BEGIN Page text
On Monday, October 25, the EEOC issued the much-anticipated update to its COVID-19 guidance (What You Should Know About COVID-19 and the ADA, the Rehabilitation Act, and Other EEO Laws). The update again addresses how COVID-19 interacts with Title VII when employers are faced with mounting religious objections to workplace vaccine requirements.
Title VII prohibits employment discrimination based on religion and provides a right for applicants or employees to request a reasonable accommodation from an employer’s policy or requirement that conflicts with their sincerely held religious beliefs, practices or observances. If there is no accommodation which is reasonable or if an employer shows that a reasonable accommodation would be an undue hardship on its operations, then the employer is not required to grant an accommodation.
The updated guidance reiterates longstanding requirements and considerations of employers as set forth in the EEOC’s Compliance Manual on Religious Discrimination, including what constitutes a religion (a mere belief or personal preference is not a religious belief), how employers should treat requests for religious accommodations, and the choice employers have when selecting a reasonable accommodation.
In the context of COVID-19 vaccination mandates, the updated guidance confirms that employees must notify their employer of how a vaccine mandate, or how a certain brand of vaccine, conflicts with their sincerely held religious belief. While the guidance restates the EEOC’s position that the sincerity of an employee’s religious beliefs “is not usually in dispute,” it concedes that an employee’s sincerity in holding a religious belief is “largely a matter of individual credibility,” thus opening the door for additional inquiry.
For example, while an employer “should not assume that an employee is insincere simply because some of the employee’s practices deviate from the commonly followed tenets of the employee’s religion,” (think the Catholic church’s pronouncement that it is morally acceptable to get the COVID-19 vaccine) the employer may examine one or more of the following factors to assess the requesting employee’s credibility in holding the belief:
- Whether the employee has acted in a manner inconsistent with the professed belief (although the EEOC then adopts an entirely inconsistent position that employees need not be scrupulous in their observance and that employers should beware that an individual’s beliefs or adherence to those beliefs may change over time);
- Whether the accommodation sought is a particularly desirable benefit that is likely to be sought for nonreligious reasons;
- Whether the timing of the request renders it suspect (e.g., it follows an earlier request by the employee for the same benefit for secular reasons); and
- Whether the employer otherwise has reason to believe the accommodation is not sought for religious reasons.
The EEOC was careful to delineate what is not protected under Title VII, specifically noting that “social, political, or economic views, or personal preferences” are not religious beliefs. Thus, any political “anti-vaxxers” would not be entitled to a religious accommodation based upon their mere political belief. Also, the EEOC also takes the position that employee concerns about the possible effects of the vaccine are not religious beliefs.
END Page text
BEGIN Entries shown
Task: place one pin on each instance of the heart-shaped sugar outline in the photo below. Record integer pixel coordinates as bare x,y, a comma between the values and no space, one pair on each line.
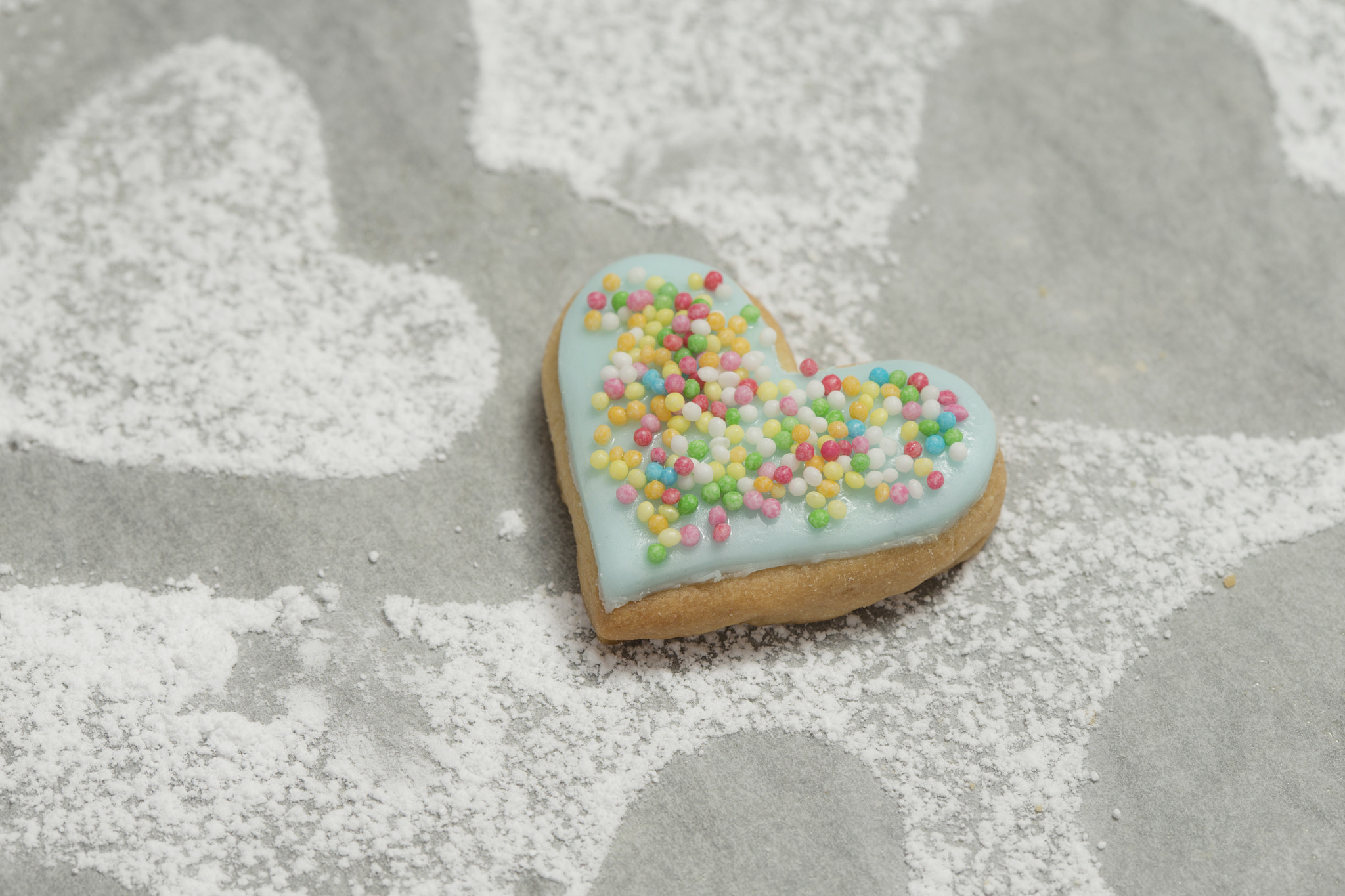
617,494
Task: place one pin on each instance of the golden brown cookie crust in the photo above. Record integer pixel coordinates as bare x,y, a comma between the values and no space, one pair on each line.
797,593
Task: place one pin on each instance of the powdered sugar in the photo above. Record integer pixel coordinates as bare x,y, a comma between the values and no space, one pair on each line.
174,295
1302,49
970,702
512,526
783,133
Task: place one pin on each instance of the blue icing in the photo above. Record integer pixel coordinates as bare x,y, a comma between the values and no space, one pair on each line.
621,539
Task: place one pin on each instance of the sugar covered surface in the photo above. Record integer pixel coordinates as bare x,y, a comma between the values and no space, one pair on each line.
533,739
173,292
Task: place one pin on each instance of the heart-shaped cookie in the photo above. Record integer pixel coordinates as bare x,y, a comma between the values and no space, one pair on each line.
712,480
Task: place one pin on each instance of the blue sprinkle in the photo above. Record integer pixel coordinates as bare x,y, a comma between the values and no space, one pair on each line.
653,382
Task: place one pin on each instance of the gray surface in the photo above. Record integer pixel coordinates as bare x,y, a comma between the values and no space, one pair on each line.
1110,223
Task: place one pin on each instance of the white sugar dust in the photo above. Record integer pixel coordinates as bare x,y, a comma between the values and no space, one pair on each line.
510,526
785,133
519,740
174,295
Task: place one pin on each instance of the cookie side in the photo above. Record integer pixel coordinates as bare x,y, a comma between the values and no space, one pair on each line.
799,593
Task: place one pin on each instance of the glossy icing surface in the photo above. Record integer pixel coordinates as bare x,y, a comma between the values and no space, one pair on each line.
757,543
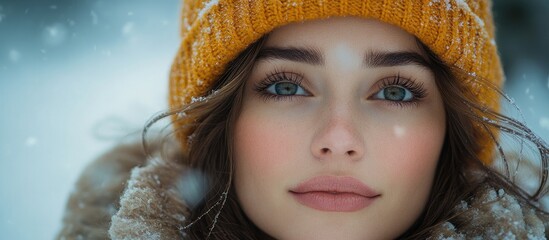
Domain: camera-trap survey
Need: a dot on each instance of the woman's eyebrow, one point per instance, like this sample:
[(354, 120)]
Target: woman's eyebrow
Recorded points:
[(398, 58), (315, 57), (305, 55)]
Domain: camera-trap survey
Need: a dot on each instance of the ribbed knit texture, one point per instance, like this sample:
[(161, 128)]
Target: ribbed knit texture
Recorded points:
[(461, 32)]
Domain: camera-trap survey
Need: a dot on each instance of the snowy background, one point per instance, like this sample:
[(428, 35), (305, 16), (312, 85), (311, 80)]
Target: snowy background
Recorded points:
[(76, 76)]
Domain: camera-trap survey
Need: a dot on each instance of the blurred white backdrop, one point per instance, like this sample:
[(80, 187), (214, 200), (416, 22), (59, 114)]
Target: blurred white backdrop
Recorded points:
[(75, 76)]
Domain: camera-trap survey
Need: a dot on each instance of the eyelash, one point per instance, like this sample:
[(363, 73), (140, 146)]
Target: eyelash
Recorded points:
[(417, 89), (277, 76)]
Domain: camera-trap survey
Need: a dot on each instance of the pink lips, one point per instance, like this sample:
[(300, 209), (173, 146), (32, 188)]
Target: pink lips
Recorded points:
[(334, 194)]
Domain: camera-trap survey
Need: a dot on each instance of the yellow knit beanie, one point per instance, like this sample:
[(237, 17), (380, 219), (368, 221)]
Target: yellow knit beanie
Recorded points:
[(214, 32)]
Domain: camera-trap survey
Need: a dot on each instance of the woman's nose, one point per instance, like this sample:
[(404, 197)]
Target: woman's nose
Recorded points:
[(338, 138)]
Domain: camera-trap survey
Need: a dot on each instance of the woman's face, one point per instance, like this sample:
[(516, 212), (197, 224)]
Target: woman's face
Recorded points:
[(340, 132)]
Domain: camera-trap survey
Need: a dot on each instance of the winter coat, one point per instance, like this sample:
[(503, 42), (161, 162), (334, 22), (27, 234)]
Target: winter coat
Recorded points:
[(125, 195)]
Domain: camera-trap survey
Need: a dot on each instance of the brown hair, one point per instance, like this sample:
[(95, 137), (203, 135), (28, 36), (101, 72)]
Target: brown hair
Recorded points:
[(458, 175)]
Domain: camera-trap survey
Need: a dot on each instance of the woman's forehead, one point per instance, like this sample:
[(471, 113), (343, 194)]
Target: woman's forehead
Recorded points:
[(357, 33)]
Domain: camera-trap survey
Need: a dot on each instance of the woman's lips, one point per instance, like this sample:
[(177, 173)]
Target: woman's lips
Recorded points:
[(334, 194)]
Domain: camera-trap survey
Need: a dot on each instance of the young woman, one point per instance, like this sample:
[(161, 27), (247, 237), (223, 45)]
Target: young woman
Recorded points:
[(323, 120)]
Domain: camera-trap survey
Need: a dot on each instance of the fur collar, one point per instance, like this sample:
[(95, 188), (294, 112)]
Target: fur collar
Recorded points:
[(124, 196)]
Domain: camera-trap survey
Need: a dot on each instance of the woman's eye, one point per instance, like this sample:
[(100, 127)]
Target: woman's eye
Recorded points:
[(395, 94), (285, 89)]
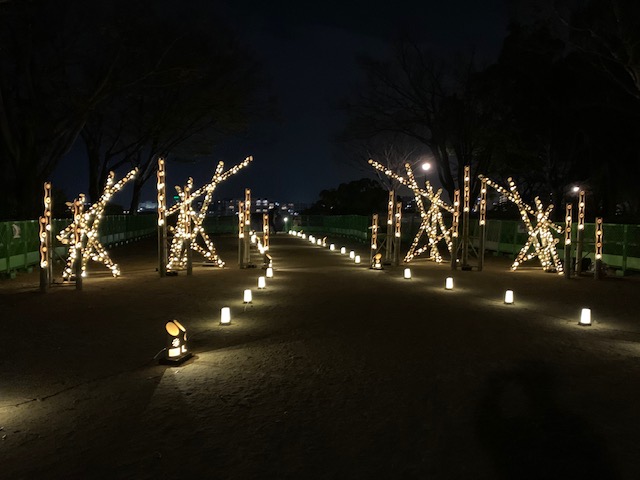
END Entries shown
• **Problems to work on**
(a) The article on the EEOC update lists the factors an employer may examine to judge whether an employee's religious belief is sincere. Write down each of those factors.
(b) Answer these from the article on the EEOC update:
(i) On what day did the EEOC issue the update?
(ii) Which EEOC document sets out the longstanding requirements that the update restates?
(iii) What four things does the EEOC say are not religious beliefs?
(c) Continue the article on the EEOC update from its last sentence.

• **Results for each task**
(a)
- Whether the employee has acted in a manner inconsistent with the professed belief
- Whether the accommodation sought is a particularly desirable benefit that is likely to be sought for nonreligious reasons
- Whether the timing of the request renders it suspect, such as following an earlier request by the employee for the same benefit for secular reasons
- Whether the employer otherwise has reason to believe the accommodation is not sought for religious reasons

(b)
(i) Monday, October 25
(ii) The EEOC's Compliance Manual on Religious Discrimination
(iii) Social, political, or economic views, or personal preferences

(c)
The EEOC’s updated guidance also implicitly gives employers suggestions on questions that it can ask a requesting employee, such as explaining (in their own words) the religious nature of their belief and the circumstances behind what may seem a sudden adoption of religious beliefs or practices. The EEOC also states that an “employee who fails to cooperate with an employer’s reasonable request for verification of the sincerity or religious nature of a professed belief” risks losing any subsequent claim for improper denial of an accommodation.
The EEOC also elaborates on what an undue hardship could look like in the age of COVID-19. For the first time in its COVID-19 guidance, the EEOC concedes that the U.S. Supreme Court has held that under Title VII the undue hardship burden on employers is “de minimis.” This means that an employer is not required to provide a religious accommodation under Title VII that is more than a minimal cost. Costs to be considered include not only direct monetary costs but also the burden on the conduct of the employer’s business – including, in this instance, the risk of the spread of COVID-19 to other employees or to the public.
Seemingly addressing the dual threats of infection spread and worker shortage, the guidance provides that employers may rely on CDC recommendations when deciding whether an effective accommodation is available that would pose more than a minimal cost, and states that “the employer may take into account the cumulative cost or burden of granting accommodation to other employees” including a review of “the type of workplace, the nature of the employee’s duties, the number of employees who are fully vaccinated, how many employees and nonemployees physically enter the workplace, and the number of employees who will in fact need a particular accommodation.”
Takeaway for Employers
While the updated guidance from the EEOC restates longstanding positions on religious accommodations, it certainly opens the door for employers to not just accept every religious accommodation request, particularly not where workplace safety is at issue.
As we wrote about last month, the Biden Administration recently announced a sweeping mandate of COVID-19 for government employees, government contractors, and private entities with at least 100 employees. This announcement came months after the EEOC took the position that vaccines were not medical examinations under the ADA, paving the way for employers to require them and encouraging incentives where employers wished to encourage them. As we await the release of OSHA’s emergency temporary standard, currently under review by the Biden Administration, the EEOC’s updated guidance suggests that, for as long as the COVID-19 pandemic continues, employers will enjoy some degree of leeway (more than in the past) when considering religious accommodations.